* **TASK REQUIREMENTS**: Return every line of the records below verbatim, omitting the pictures.
* begin PROVIDED INFORMATION *
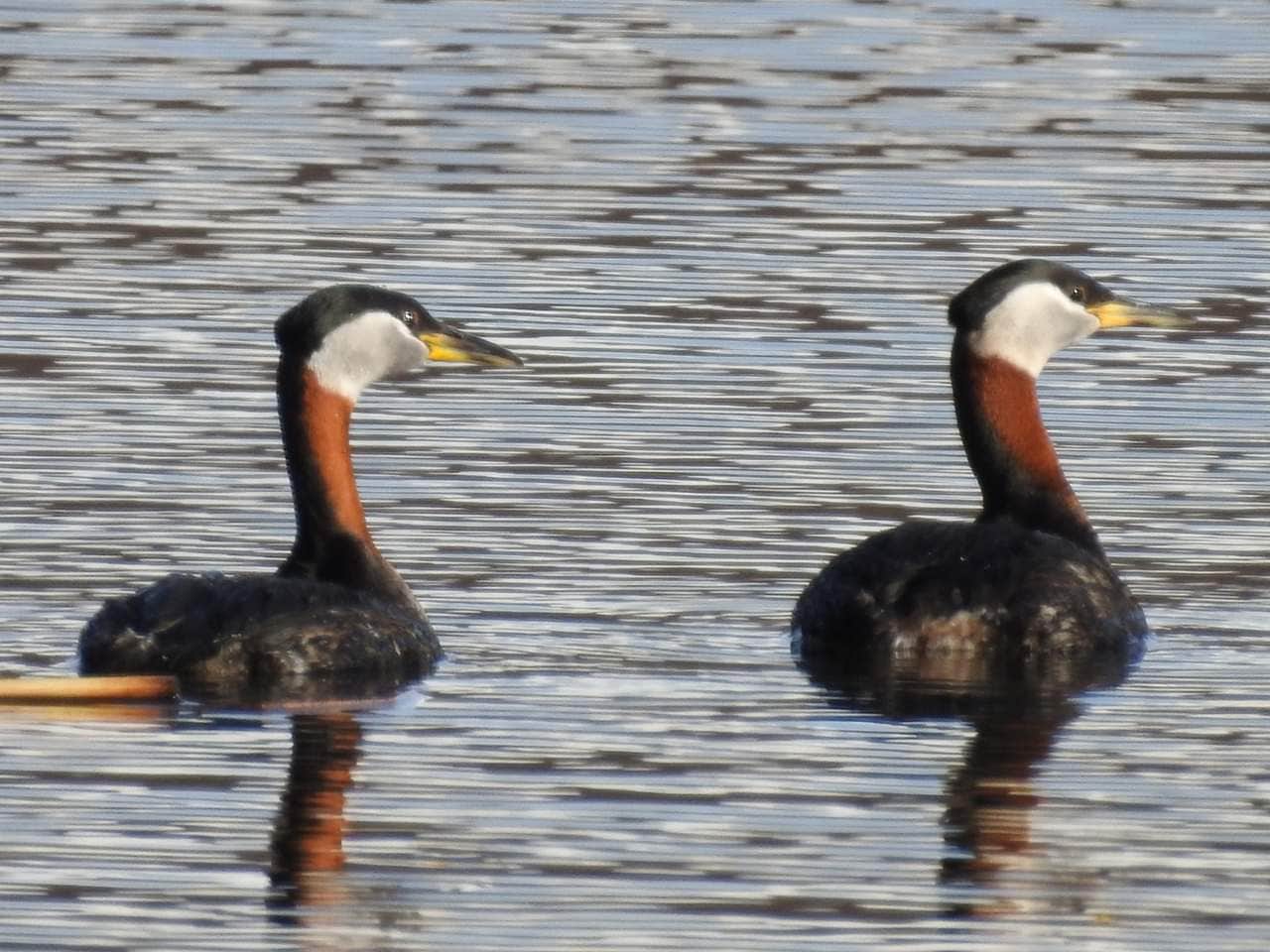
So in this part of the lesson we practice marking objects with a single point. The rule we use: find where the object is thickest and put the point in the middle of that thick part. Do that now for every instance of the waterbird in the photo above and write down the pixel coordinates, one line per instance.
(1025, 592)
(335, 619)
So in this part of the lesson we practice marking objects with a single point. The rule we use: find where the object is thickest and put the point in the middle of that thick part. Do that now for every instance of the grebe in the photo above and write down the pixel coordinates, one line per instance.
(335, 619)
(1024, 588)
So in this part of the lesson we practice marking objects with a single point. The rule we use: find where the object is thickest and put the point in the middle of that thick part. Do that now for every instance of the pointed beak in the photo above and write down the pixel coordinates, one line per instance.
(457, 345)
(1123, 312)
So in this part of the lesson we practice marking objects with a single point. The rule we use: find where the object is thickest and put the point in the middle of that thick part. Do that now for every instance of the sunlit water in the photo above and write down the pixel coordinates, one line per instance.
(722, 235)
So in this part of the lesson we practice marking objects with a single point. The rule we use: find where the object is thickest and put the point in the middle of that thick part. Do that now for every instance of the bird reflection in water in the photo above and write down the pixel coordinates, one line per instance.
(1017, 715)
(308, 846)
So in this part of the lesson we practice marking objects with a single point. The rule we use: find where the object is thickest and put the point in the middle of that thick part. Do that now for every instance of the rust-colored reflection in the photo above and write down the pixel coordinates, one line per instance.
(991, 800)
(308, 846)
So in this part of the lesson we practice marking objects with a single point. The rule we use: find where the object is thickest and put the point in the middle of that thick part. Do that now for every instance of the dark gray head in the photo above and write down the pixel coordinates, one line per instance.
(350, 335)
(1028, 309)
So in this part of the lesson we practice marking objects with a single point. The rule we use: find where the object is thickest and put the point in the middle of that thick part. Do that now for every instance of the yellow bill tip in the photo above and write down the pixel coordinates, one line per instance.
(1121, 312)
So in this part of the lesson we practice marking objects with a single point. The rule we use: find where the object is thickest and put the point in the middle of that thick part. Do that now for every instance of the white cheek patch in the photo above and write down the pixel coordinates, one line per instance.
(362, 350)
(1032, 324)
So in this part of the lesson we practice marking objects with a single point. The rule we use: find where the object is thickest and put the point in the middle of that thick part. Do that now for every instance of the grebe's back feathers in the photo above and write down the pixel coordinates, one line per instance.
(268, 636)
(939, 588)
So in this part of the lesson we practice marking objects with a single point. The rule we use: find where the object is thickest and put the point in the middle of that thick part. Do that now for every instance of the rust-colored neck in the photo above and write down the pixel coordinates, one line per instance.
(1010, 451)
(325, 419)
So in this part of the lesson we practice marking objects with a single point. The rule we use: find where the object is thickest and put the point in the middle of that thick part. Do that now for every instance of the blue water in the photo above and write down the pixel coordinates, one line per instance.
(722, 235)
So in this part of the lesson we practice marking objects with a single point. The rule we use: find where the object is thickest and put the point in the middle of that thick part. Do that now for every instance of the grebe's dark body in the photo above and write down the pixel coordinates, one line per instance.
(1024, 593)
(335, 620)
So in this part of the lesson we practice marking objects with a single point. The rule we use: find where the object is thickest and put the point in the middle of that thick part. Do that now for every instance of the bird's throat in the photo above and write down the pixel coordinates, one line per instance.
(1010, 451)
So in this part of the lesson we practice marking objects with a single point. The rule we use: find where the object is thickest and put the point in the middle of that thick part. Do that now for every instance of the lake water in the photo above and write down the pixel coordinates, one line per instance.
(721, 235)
* end PROVIDED INFORMATION *
* **SOLUTION FOR THIS EXERCISE**:
So in this part of the lesson we practice marking objects with a single point. The rule we use: find where the object is thickest and put the point in the middle of that thick part. Do that now for every instance of the waterbird in the photo above and write down the pixel coordinates, one line per instance.
(1025, 592)
(335, 619)
So in this part of the lesson we practice marking objects with a single point. The rule we use: find where the object is thickest and put the point in the middle of that thick part. Do that now for every instance of the grebe in the photo above and write down the pixel coordinates, one line per instance.
(335, 619)
(1024, 588)
So in this part of the lesson we practice marking objects with a single point. The rule we use: find where the object is thickest and put the point in the middle of that thick part. Do that now for every instance of the pointed beak in the photo above and write down the pixel coordinates, one line per instance.
(457, 345)
(1123, 312)
So in this part of the lesson we practice marking objects with a single point. The rule we use: find where the object is thickest and put the point in the middle of that thick part. Do that now for every instance of the sunlit water in the photo above and write down the pixel coordinates, one line per instance.
(722, 235)
So in this part of the lesson we practice marking objects with a single point. The rule we use: find where the object is thickest and put the point in the middle of that thick part. Do that now for every instance of the bird reflection in water in the photo above and write down the pixel coordinates, one line per instance.
(1017, 715)
(308, 846)
So in this part of the lesson we practice marking objects with a single point. The rule we use: find where the object is thickest and put the point in the middle of that thick part. Do that now for every instance of the rust-colored reflection in the photo above and write down the pixel coordinates, one line per instance.
(991, 800)
(308, 846)
So in this part of the lesson we practice marking objects with a single point. The rule we use: find where the object is thickest and put the point in the middle of that thick part. Do that now for every instance of the dark gray head in the photo above and write down the pixel coordinates, one line per instance.
(350, 335)
(1028, 309)
So in this part of the lesson we practice marking objects with a single point. The rule we use: find where the object is thickest and put the point in the middle of that thick part. Do that now for every instance of the yellow bill tip in the photo above and write down the pixel coordinates, one line per instance.
(1121, 312)
So in this part of the lesson we practice marking objects with a single point. The rule we use: find where the object is thickest and put the point in the middle of that thick part. Do that now for every instance of the white cheek patch in the photo above and write down the pixel coordinates, one line per instance.
(362, 350)
(1032, 324)
So in this part of the lesson we practice marking objects with a single point. The rule we use: find where the object is thickest and put the point in the middle of that thick part. Do that now for every instance of the grebe's back feathers in the photo above and write down the pixel coordinates, one line per instance.
(268, 636)
(939, 588)
So in this part of the lesson we practice marking objects with a single point. The rule we use: find where the object is thickest and put the point in the middle of that thick part. Do that now for every instance of the rust-colored neck in the photo above and write down the pixel coordinates, one line per instance.
(1010, 451)
(325, 419)
So in this part of the lesson we practice marking objects with a single point. The rule we use: find where the object is thickest and put the point in the middle of that thick part. Do that now for every instance of the blue water in the photo above and write down the pixel coordinates, one line per instance.
(722, 235)
So in this part of the lesson we practice marking objects with a single point. The rule we use: find where the object is thickest and put the point in the middle of that thick part. Do that now for every instance of the grebe's dark body in the photo above and write down the pixel coordinates, one line per instance.
(1024, 593)
(335, 620)
So in this part of the lesson we practice marking objects with a single point. The rule we use: find where the object is thickest and put the point in the middle of that thick part. Do that now for every instance of the bird's throat in the photo above and write down the pixel coordinates, one line per instance.
(1010, 451)
So in this part of the lesson we practice marking objects with a single point. The rule we use: find where the object is thickest and put the point in the middle of that thick part. Do that now for every instance of the lake water in the photo above and write down the pixel coordinates, one line per instance.
(721, 235)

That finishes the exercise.